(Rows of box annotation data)
────────

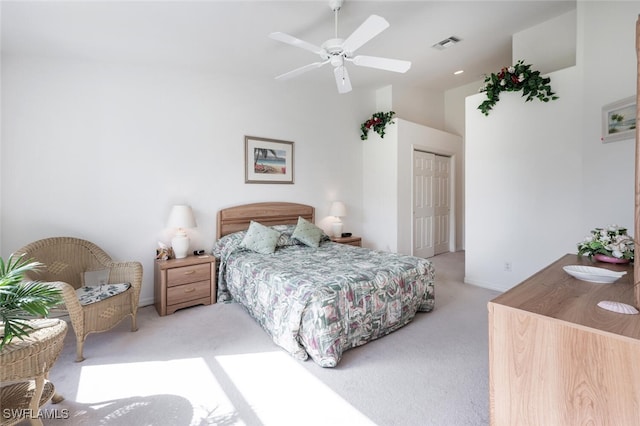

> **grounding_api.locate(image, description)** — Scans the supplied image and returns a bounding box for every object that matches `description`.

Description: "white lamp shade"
[167,205,197,259]
[329,201,347,217]
[167,205,198,228]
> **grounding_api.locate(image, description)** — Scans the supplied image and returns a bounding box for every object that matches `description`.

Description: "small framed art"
[244,136,293,183]
[602,96,636,143]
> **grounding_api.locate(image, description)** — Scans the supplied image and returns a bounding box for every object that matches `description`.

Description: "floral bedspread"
[214,228,434,367]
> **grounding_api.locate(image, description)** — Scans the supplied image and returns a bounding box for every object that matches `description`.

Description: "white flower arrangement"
[578,225,634,261]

────────

▶ PROBLEM TO WORK ON:
Reproduce every item above word for word, leaving out the pictures.

▶ ANSWER:
> **grounding_api.locate(image, description)** — Scans the supplied image and returns a bounding box for every object that matches `description`.

Description: "white lamp shade"
[167,205,197,259]
[329,201,347,217]
[167,205,198,228]
> **grounding_api.locate(image, description)** — Scans the supplied image and returns a bounding box for every object that matches `description`.

Description: "small framed art"
[244,136,293,183]
[602,96,636,143]
> **grounding_api.locate(image, description)** — Scans the supplied image and returns a bounding box for every object that matches `description`.

Description: "floral bedspread"
[214,228,434,367]
> **grounding_api.locate(image, description)** — Scans the supplied image and returns a bounding box for every object that matches `description`.

Description: "white flower arrangement"
[578,225,634,261]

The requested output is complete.